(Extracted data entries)
+ + + + + + +

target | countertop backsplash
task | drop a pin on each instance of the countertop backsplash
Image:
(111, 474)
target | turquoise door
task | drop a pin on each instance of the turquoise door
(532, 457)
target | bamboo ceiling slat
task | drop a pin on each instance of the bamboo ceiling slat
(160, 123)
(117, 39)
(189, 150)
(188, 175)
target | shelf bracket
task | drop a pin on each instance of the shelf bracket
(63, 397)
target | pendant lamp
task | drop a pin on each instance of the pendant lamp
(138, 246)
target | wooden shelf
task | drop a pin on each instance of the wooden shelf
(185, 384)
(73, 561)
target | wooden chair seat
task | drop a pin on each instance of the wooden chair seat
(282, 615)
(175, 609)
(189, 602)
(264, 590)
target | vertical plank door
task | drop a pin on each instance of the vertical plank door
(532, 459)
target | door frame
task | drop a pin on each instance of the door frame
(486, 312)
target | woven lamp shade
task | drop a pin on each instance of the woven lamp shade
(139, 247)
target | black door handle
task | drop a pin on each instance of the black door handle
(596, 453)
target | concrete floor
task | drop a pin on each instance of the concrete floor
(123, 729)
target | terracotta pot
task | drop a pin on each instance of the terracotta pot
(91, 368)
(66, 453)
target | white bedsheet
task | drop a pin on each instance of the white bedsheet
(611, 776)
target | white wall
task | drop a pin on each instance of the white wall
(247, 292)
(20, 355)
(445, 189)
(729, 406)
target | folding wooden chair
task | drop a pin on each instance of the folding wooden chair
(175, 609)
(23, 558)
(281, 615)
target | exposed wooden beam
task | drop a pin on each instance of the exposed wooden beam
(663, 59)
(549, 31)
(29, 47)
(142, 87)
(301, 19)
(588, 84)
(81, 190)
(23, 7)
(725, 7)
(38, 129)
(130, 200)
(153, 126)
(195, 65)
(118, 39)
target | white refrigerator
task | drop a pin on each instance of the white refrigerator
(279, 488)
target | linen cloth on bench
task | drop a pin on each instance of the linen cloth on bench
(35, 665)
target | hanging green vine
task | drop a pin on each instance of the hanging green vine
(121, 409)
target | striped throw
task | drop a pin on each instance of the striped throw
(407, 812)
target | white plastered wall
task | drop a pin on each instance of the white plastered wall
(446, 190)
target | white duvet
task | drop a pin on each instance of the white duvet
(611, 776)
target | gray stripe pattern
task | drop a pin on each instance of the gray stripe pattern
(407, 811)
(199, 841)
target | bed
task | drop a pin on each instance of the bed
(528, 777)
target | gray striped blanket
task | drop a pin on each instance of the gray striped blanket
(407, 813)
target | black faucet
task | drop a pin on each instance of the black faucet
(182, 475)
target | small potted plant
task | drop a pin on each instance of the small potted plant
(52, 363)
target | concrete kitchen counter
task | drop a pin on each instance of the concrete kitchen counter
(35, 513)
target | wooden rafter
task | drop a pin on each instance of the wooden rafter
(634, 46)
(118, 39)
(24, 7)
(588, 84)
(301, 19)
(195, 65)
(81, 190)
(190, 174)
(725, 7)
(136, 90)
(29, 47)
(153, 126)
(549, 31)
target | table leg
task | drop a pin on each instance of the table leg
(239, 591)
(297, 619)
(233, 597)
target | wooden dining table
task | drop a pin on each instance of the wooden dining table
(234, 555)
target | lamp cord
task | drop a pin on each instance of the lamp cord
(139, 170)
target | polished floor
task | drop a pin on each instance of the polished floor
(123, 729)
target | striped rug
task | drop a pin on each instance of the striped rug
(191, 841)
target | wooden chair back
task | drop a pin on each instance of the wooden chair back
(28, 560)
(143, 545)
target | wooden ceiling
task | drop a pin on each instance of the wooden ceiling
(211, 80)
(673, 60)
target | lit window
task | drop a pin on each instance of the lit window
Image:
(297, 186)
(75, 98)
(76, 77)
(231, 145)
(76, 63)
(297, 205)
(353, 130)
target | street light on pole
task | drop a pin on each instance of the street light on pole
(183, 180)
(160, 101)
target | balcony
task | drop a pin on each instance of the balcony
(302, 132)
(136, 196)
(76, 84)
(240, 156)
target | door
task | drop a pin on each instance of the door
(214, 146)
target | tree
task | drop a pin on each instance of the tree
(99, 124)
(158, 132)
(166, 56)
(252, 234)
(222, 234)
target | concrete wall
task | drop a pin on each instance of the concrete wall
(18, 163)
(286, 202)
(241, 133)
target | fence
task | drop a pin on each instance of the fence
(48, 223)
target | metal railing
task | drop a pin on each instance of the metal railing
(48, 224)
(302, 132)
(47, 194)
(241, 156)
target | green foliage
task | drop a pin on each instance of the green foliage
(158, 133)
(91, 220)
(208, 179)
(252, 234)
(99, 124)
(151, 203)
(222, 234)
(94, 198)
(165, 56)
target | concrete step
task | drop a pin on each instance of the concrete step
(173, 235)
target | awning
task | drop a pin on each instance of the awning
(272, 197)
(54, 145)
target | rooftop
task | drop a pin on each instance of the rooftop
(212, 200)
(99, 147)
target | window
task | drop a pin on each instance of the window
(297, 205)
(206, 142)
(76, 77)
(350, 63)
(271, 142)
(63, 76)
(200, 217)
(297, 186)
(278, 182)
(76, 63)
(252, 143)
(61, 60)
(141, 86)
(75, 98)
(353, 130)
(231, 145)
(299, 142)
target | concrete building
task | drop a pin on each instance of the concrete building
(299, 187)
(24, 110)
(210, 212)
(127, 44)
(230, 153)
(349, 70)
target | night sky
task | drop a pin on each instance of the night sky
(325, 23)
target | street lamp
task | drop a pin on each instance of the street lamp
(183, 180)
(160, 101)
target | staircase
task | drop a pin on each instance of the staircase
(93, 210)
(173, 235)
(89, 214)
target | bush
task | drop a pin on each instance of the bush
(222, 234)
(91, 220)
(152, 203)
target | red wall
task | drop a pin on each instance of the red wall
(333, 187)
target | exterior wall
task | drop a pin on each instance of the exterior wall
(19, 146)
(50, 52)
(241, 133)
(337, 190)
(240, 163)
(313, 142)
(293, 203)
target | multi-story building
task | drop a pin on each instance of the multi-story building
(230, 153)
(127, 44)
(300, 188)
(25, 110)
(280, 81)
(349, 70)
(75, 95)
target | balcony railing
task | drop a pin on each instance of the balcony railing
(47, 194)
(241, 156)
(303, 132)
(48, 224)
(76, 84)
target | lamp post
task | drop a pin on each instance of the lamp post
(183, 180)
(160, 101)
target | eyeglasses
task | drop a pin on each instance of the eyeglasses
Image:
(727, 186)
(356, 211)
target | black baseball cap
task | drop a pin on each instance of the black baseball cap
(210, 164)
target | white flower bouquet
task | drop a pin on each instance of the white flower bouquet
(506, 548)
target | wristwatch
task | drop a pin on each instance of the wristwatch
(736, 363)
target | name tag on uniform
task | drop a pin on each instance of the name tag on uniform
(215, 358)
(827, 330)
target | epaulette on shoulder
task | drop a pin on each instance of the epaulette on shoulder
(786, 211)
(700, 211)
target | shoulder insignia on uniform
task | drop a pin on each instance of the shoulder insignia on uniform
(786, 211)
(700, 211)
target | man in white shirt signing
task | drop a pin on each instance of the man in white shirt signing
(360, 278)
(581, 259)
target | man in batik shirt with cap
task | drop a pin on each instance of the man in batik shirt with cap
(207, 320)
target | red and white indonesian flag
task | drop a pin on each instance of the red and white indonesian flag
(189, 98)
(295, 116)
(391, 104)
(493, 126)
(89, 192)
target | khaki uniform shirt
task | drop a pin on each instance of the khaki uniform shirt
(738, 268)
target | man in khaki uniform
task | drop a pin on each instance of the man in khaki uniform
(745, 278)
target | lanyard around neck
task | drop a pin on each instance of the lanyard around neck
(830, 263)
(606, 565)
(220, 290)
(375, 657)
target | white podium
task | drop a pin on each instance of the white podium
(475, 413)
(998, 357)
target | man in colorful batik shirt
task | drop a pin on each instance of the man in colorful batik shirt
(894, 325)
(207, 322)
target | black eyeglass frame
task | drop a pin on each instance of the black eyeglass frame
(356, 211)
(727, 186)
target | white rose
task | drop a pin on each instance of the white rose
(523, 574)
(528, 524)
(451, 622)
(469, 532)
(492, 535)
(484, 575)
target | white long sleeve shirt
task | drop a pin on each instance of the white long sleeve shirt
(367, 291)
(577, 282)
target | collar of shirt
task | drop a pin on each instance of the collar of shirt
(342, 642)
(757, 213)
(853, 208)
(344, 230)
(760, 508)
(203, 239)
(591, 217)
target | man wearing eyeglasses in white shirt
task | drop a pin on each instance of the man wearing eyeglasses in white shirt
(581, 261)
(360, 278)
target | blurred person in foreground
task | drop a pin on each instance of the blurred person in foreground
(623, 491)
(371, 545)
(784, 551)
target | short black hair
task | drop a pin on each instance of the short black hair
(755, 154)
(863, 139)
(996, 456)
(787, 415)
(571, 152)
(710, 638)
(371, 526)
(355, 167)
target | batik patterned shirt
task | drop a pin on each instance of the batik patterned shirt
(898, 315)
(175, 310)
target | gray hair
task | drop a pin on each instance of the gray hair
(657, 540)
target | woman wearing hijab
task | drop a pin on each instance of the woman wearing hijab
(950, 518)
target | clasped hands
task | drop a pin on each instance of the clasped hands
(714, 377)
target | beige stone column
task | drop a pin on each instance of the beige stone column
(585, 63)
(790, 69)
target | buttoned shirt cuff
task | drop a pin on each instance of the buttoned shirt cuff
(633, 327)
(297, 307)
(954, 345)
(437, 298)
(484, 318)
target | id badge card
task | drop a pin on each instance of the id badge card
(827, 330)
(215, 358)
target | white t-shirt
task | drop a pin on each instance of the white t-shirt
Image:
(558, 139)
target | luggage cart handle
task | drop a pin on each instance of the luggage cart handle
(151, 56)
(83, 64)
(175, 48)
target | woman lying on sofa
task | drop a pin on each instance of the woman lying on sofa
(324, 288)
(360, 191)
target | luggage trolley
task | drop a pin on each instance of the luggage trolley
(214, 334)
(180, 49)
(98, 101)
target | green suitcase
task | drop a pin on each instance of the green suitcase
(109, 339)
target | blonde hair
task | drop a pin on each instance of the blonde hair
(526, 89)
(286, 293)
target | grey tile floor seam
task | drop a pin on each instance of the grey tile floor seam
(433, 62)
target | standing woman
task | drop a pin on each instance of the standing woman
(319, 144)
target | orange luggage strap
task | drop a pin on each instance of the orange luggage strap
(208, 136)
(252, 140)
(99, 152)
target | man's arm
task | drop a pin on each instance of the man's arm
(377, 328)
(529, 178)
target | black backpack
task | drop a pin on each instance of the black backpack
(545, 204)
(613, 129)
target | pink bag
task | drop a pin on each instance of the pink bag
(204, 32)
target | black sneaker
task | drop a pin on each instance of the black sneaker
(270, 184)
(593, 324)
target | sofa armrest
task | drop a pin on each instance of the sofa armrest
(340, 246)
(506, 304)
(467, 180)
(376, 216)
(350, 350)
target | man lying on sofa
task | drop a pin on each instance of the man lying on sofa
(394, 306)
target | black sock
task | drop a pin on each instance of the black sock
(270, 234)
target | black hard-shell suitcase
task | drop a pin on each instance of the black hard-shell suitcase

+ + + + + + +

*DESCRIPTION OF THE TASK:* Transcribe word for word the lines from the one holding "target | green suitcase" to the last line of the listing above, inclusive.

*REPLY:*
target | green suitcase
task | drop a pin on each instance of the green suitcase
(109, 339)
target | blonde hair
task | drop a pin on each instance of the blonde hair
(526, 89)
(286, 293)
target | grey tile floor seam
task | drop a pin on each instance of the grey tile floor seam
(433, 62)
target | standing woman
task | drop a pin on each instance of the standing woman
(319, 144)
target | orange luggage strap
task | drop a pin on each instance of the orange luggage strap
(208, 136)
(252, 140)
(99, 152)
target | man's arm
task | drop a pin on each instance of the man's arm
(377, 328)
(529, 178)
target | black backpack
task | drop a pin on each instance of the black backpack
(545, 204)
(613, 129)
target | pink bag
task | drop a pin on each instance of the pink bag
(204, 32)
target | black sneaker
task | drop a pin on each instance of the black sneaker
(270, 184)
(593, 324)
target | sofa armrest
task | drop a pin on each instance of the sofa armrest
(340, 246)
(506, 304)
(467, 180)
(376, 216)
(350, 350)
target | man lying on sofa
task | drop a pin on each instance of the man lying on sofa
(394, 306)
target | black sock
task | drop a pin on each instance of the black sock
(270, 234)
target | black hard-shell suitcase
task | drop a pin on each instance of the black hard-shell suitcase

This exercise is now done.